The thickness of the material is also important. Thinner materials are efficient absorbers of high- and mid-frequency sound, but their performance at low frequencies quickly diminishes. That is why ceiling panels, which are thicker than carpeting and wall coverings, are generally much better sound absorbers. Sound absorption varies with frequency or pitch, and most porous absorbers less than 50 mm (2 in.) thick are efficient absorbers of mid- and high-frequency sound.

There is an extra benefit with ceiling panels when they are suspended in a metal grid with a plenum above (i.e. an architectural E mount). That airspace helps boost the low frequency absorption of the entire ceiling system. It is important to assess the sound absorbing capability of materials in the actual application in the building. If the ceiling panels are glued directly to a solid substrate such as gypsum board (i.e. an architectural A mount), one should review and specify the correct test report data. The information from the manufacturer or laboratory should define the mounting type as E-mount, A-mount, or another.

Dataset section:

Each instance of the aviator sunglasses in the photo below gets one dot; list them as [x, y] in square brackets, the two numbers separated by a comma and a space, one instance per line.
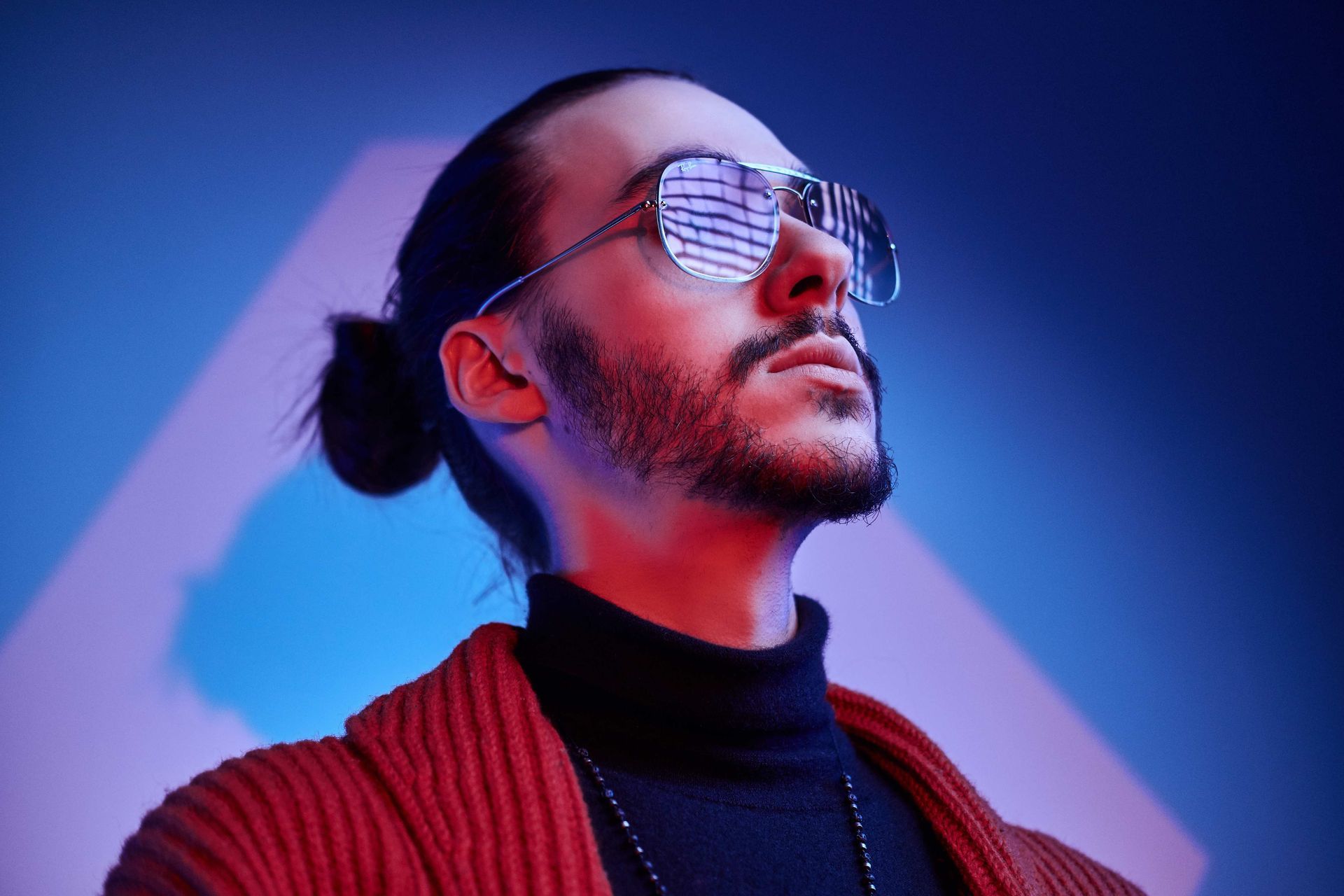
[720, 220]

Exercise task: Continue the text on sound absorption and ceiling panels from where it stops.

Task answer:
To determine the amount of islands or baffles required above a space, the floor area should be calculated and divided in half. For example, a 92.9-m2 (1000-sf) room will require 46.45 m2 (500 sf) of islands or baffles. In noisier or sound-sensitive areas, the amount should be increased to 75 percent of the floor area.

Quantifying absorption performance
The most common method of characterizing and specifying the absorption performance of a material is by noise reduction coefficient (NRC), which is a single numerical metric that varies between 0 and 1. A higher number means more sound absorption. While values of 0.50 and 0.60 may seem like they represent decent absorption, the acoustics industry generally refers to these as ‘sound reflective’ because so much sound energy is being bounced off them. NRC performance can be broken down into:

  • NRC-0.90: best (high performance);
  • NRC-0.80: better;
  • NRC-0.70: good; and
  • NRC-0.60: poor (reflective).

NRC is a calculated average of the absorption coefficients in the 250-, 500-, 1000-, and 2000-Hz octave bands. That average is then rounded to the nearest 0.05. This means two materials having NRC values differing by only 0.05 should not be viewed as substantially different. The difference could just be the result of rounding the average. Two materials that have the same NRC rating could, and likely do, perform differently at the individual octave bands. In some rooms, such as those used for group education, the differences in absorption at various frequencies may be important to speech intelligibility.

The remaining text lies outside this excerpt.